[Records from a collection]
+---+
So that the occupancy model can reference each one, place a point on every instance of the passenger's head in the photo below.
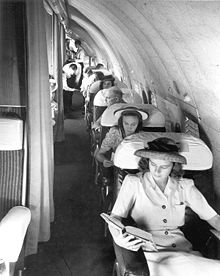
(99, 66)
(99, 76)
(130, 120)
(107, 82)
(77, 43)
(73, 68)
(113, 95)
(88, 71)
(162, 159)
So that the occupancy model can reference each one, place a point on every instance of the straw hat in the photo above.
(130, 109)
(162, 148)
(108, 78)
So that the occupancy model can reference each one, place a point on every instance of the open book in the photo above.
(131, 230)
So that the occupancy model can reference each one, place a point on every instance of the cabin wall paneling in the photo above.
(12, 53)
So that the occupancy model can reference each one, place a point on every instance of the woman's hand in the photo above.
(107, 163)
(128, 241)
(149, 246)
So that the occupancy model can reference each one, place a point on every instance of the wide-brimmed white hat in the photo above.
(131, 110)
(162, 148)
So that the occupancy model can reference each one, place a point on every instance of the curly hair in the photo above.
(177, 170)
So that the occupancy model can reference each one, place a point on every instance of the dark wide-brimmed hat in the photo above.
(162, 148)
(131, 110)
(108, 78)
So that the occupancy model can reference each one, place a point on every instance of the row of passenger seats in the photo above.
(14, 216)
(134, 263)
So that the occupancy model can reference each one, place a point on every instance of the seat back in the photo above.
(13, 163)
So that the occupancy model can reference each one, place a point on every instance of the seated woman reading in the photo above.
(129, 122)
(156, 200)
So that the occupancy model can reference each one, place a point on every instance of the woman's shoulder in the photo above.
(115, 130)
(132, 178)
(185, 182)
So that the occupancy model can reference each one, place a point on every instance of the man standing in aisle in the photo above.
(80, 57)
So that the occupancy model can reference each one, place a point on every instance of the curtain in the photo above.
(40, 131)
(58, 42)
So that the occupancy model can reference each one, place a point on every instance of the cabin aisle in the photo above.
(77, 245)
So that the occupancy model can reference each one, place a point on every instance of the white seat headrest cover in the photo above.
(13, 228)
(99, 99)
(11, 134)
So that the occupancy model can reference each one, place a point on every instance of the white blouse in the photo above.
(161, 213)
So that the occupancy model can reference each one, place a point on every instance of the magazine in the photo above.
(131, 230)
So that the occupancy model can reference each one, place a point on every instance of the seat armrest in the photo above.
(13, 228)
(131, 263)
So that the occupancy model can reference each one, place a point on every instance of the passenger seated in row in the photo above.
(107, 82)
(112, 95)
(129, 122)
(156, 199)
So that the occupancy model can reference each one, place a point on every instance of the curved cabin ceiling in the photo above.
(170, 47)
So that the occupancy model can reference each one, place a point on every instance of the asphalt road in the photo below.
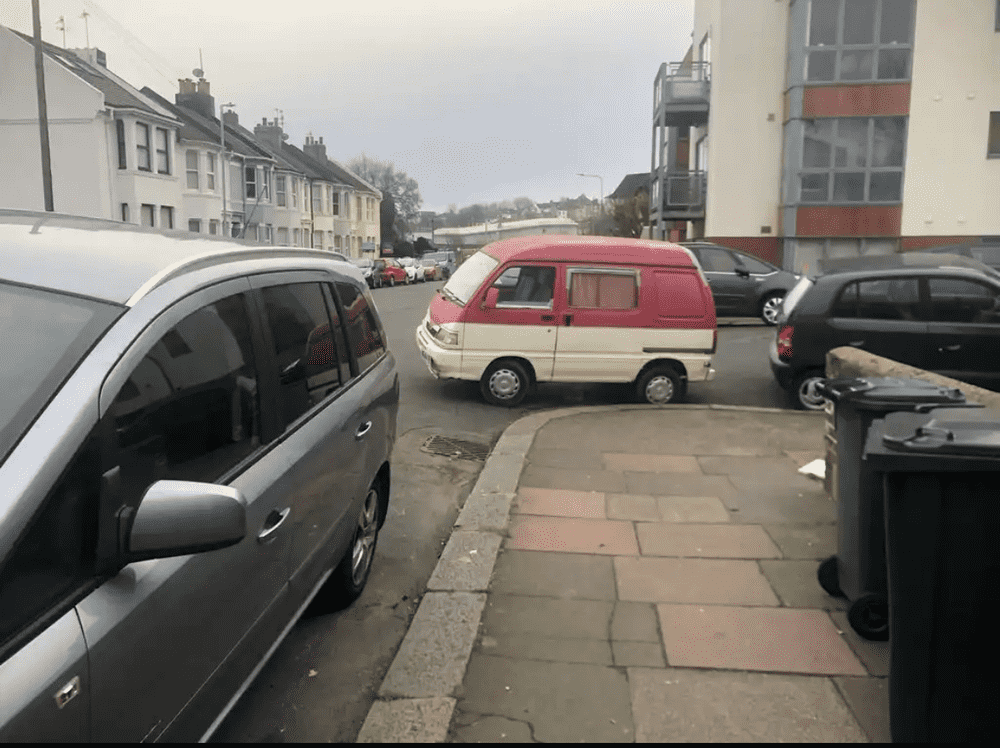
(319, 684)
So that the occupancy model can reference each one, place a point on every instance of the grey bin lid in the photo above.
(971, 433)
(888, 392)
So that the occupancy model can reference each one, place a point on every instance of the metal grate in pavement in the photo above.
(445, 446)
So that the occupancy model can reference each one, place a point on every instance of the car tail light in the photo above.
(785, 341)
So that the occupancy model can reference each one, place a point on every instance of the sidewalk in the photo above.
(638, 574)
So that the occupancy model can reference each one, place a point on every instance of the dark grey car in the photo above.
+---+
[What is expected]
The whole of the data above needs retyping exactly, with pictures omitted.

[Your response]
So that the occupancy model can reference each one, place a point on every instance of the passenger's head in the photo below.
(99, 66)
(99, 76)
(130, 120)
(107, 82)
(77, 43)
(73, 68)
(113, 95)
(88, 71)
(162, 159)
So that the occupancy model can reference each one, place a point on every instance of the straw hat in the photo above.
(130, 109)
(162, 148)
(108, 78)
So that the occupancy model can reference each one, place a point on every instance of the open book in the photo above.
(131, 230)
So that the occupancy model can reference each one, place a point on every instance of the cabin wall paneling in the photo above.
(12, 53)
So that the occupancy model can reference each one, place a point on every instance of the woman's hand in the photo above.
(107, 163)
(128, 241)
(149, 246)
So that the occupancy model can reference each one, place a point on every instance of the wide-brimmed white hat in the photo above.
(131, 110)
(162, 148)
So that the occupancy model can reference each one, place a point on every instance of the curly hair in the photo above.
(177, 170)
So that the occupancy model can reference each one, place a point on every instance of the dark wide-brimmed hat in the photo above.
(162, 148)
(131, 110)
(108, 78)
So that the occupancy model can reference each one, place a point on every instance of the row of passenger seats in the photo above.
(14, 216)
(134, 263)
So that the occupancy model can reference each one, place a point on every instance of the seat back in the photo above.
(13, 163)
So that the occupancy model can reference each one, place a point on every instance of the seated woman reading in the photo above.
(129, 122)
(156, 200)
So that the occupancy model can reference each one, place a point on every instance of the woman's shoulder in the photo above.
(115, 130)
(132, 178)
(185, 182)
So that the occupancy model can reference each one, place a point on every instance of the man standing in aisle in the photo above.
(80, 57)
So that the occupancy model can reference each one, place a point on every instance of the curtain in the photo above.
(40, 131)
(58, 42)
So that the occupancy model can reference each one, place a point on every instance of the cabin aisle in the photo above.
(77, 245)
So that the occupancy model can reference each one, place a point on every instance of the white seat headrest cover in the photo above.
(13, 228)
(99, 99)
(11, 134)
So that the occupancy model can reference each one, place a point on every instance of the white blouse in the photo above.
(161, 213)
So that the occupancy model can reference each one, place a point on every instance of the magazine in the photo above.
(131, 230)
So that the occupancy model can reference each one, place a point on every instance of the seat armrest in the photo above.
(13, 228)
(131, 263)
So that the occupancy model can reference each one, place a point on every instance of the passenger seated in row in the photo above.
(107, 82)
(112, 95)
(129, 122)
(156, 199)
So that the occupancy model can reference each one, place a point on every instance of the curved cabin ceiling in the photo above.
(170, 47)
So that the occupancy model can reference each one, place a point on every instance of the asphalt road in the photo below.
(319, 684)
So that the occupancy model can reference each one, place a point on every instance of the grey bin lid in the photo above.
(971, 433)
(888, 392)
So that the occupancy model can reference each one, place a point on every instance of the metal grate in pavement in the photo above.
(445, 446)
So that the occupancy model can reference each one, place a point on every instance of the car tail light in the photo above.
(785, 341)
So that the occupancy model can reference each one, place a point on every instance of the sidewalk in the photo above.
(638, 574)
So that the occupancy model can reference each one, place a point on every instance of the dark grey car in the photo above.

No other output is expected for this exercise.